* Passage provided:
****

As filed with the Securities and Exchange Commission on March 18, 2009.

 

Registration Nos. 333-91121

333-35016

333-88864

 

 

 

SECURITIES AND EXCHANGE COMMISSION

Washington, D.C. 20549

 

POST-EFFECTIVE AMENDMENT NO. 1 TO

 

FORM S-8 REGISTRATION STATEMENT NO. 333-91121

 

FORM S-8 REGISTRATION STATEMENT NO. 333-35016

 

FORM S-8 REGISTRATION STATEMENT NO. 333-88864

 

UNDER THE SECURITIES ACT OF 1933

 

AGILENT TECHNOLOGIES, INC.

(Exact name of Registrant as specified in its charter)

 

Delaware

 

77-0518772

(State or Other Jurisdiction of

 

(I.R.S. Employer Identification No.)

Incorporation or Organization)

 

 

 

5301 Stevens Creek Blvd.

Santa Clara, CA 95051

(Address, including zip code, of Registrant’s principal executive offices)

 

AGILENT TECHNOLOGIES, INC. 1999 STOCK PLAN

(Full title of the Plans)

 

William P. Sullivan

Director, President and Chief Executive Officer

Agilent Technologies, Inc.

5301 Stevens Creek Blvd.

Santa Clara, CA 95051

(408) 553-7777

(Name, address, and telephone number, including area code, of agent for service)

 

Copies to:

 

D. Craig Nordlund, Esq.

Marie Oh Huber, Esq.

Agilent Technologies, Inc.

5301 Stevens Creek Blvd.

Santa Clara, CA 95051

(408) 553-7777

 

Indicate by check mark whether the registrant is a large accelerated filer, an accelerated filer, a non-accelerated filer, or a smaller reporting company. See definitions of “large accelerated filer,” “accelerated filer” and “smaller reporting company” in Rule 12b-2 of the Exchange Act.

 

Large accelerated filer  x

 

Accelerated filer  o

Non-accelerated filer  o (do not check if a smaller reporting company)

 

Smaller reporting company o

 

PARTIAL DEREGISTRATION OF SHARES OF COMMON STOCK

 

These post-effective amendments relate to the following Registration Statements on Form S-8 (collectively, the “Prior Registration Statements”) of Agilent Technologies, Inc. (“Agilent”):

 

File No. 333-91121, pertaining to the registration of 66,832,500 shares of common stock, par value $0.01 per share of Agilent (“Common Stock”), issuable under Agilent’s 1999 Stock Plan (the “1999 Stock Plan”) which was filed with the Securities and Exchange Commission (the “SEC”) and became effective on November 17, 1999;

 

File No. 333-35016, pertaining to the registration of 967,500 shares of Common Stock issuable under the 1999 Stock Plan, as amended, which was filed with the SEC and became effective on April 18, 2000; and

 

File No. 333-88864, pertaining to the registration of 45,000,000 shares of Common Stock issuable under Agilent’s 1999 Stock Plan, as amended, which was filed with the SEC and became effective on May 23, 2002.

****

* Data rows:
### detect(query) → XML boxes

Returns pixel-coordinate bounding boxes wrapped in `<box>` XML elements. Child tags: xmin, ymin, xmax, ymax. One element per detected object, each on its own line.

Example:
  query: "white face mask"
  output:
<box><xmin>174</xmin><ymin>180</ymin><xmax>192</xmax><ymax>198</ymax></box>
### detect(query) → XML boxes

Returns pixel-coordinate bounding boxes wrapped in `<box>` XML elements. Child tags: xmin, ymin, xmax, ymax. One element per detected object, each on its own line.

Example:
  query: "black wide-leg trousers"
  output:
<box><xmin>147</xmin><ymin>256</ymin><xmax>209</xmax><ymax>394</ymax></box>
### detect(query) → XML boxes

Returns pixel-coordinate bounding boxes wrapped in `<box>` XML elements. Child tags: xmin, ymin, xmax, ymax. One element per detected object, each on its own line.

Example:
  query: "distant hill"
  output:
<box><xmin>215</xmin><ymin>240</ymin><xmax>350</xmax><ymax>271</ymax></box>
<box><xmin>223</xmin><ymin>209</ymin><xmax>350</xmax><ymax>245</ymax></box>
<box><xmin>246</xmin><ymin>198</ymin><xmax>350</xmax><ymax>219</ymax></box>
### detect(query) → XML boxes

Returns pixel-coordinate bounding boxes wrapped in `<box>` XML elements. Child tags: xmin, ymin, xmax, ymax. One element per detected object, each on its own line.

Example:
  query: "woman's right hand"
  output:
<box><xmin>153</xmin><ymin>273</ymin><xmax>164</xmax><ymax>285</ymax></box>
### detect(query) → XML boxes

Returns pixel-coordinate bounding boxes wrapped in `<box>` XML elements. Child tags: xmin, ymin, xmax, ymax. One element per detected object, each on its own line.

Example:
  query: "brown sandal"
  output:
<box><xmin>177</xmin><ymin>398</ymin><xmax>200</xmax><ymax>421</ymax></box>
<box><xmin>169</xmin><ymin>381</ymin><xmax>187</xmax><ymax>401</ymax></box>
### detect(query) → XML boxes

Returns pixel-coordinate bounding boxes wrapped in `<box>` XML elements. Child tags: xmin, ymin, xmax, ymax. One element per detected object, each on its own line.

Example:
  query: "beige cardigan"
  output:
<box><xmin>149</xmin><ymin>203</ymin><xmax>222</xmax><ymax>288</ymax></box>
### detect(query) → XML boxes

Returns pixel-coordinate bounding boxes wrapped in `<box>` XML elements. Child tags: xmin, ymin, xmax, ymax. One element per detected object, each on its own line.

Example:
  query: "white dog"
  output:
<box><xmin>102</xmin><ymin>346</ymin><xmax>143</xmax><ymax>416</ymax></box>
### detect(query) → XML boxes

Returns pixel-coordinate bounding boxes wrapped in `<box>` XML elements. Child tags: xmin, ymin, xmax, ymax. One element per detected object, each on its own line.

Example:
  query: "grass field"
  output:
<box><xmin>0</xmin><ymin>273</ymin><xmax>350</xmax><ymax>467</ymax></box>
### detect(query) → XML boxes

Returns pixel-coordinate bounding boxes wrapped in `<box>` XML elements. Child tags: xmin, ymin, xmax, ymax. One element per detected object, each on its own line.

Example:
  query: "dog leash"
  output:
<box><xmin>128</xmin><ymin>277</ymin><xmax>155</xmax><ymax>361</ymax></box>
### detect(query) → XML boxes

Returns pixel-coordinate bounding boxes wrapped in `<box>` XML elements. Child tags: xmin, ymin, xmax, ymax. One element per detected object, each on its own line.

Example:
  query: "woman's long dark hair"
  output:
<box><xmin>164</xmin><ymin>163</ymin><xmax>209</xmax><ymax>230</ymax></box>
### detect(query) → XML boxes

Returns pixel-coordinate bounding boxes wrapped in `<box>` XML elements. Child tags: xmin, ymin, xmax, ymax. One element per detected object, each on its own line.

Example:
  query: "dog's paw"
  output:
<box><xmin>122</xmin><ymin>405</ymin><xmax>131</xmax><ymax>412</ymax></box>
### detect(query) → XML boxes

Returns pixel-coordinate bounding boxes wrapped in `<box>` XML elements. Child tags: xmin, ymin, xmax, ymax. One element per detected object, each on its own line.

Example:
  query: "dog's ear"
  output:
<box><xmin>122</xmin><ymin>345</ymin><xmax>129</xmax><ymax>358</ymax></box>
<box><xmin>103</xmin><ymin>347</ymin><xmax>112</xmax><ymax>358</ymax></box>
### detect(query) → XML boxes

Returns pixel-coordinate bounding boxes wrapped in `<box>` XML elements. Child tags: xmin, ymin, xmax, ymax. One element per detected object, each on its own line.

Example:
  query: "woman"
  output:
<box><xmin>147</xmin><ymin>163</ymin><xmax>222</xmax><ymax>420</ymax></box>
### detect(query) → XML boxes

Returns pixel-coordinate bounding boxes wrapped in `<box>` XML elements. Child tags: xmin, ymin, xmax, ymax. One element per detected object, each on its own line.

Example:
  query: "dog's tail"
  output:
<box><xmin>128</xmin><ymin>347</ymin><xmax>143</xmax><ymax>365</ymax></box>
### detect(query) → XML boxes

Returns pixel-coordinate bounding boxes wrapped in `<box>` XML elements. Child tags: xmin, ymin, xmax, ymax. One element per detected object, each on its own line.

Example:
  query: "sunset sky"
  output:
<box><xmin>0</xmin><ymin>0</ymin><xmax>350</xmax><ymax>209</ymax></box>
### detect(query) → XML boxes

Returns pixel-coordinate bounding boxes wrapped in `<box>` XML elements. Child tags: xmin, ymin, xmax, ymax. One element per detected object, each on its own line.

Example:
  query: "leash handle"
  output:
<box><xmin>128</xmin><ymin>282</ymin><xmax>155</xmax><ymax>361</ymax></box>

****

* Request A: Please copy the Agilent filing from "Incorporation or Organization)" up to and including "principal executive offices)".
* Request B: List every person named in the Agilent filing.
* Request C:
Answer these questions using the Agilent filing:
(i) In what state is the registrant incorporated?
(ii) Which filer category is marked with an "x"?
(iii) How many shares of common stock did File No. 333-35016 register?

* Final result A:
Incorporation or Organization)

 

 

 

5301 Stevens Creek Blvd.

Santa Clara, CA 95051

(Address, including zip code, of Registrant’s principal executive offices)

* Final result B:
William P. Sullivan
D. Craig Nordlund
Marie Oh Huber

* Final result C:
(i) Delaware
(ii) Large accelerated filer
(iii) 967,500